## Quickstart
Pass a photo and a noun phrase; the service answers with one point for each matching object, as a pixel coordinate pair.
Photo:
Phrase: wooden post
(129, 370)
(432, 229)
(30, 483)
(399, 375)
----
WHAT NEEDS TO BE DONE
Every record above must be printed again exactly as it stands.

TASK RESULT
## Quickstart
Pass a photo and a noun phrase; the service answers with one point for each matching object, as a pixel coordinate pair.
Photo:
Phrase: wooden post
(129, 370)
(432, 229)
(30, 483)
(399, 375)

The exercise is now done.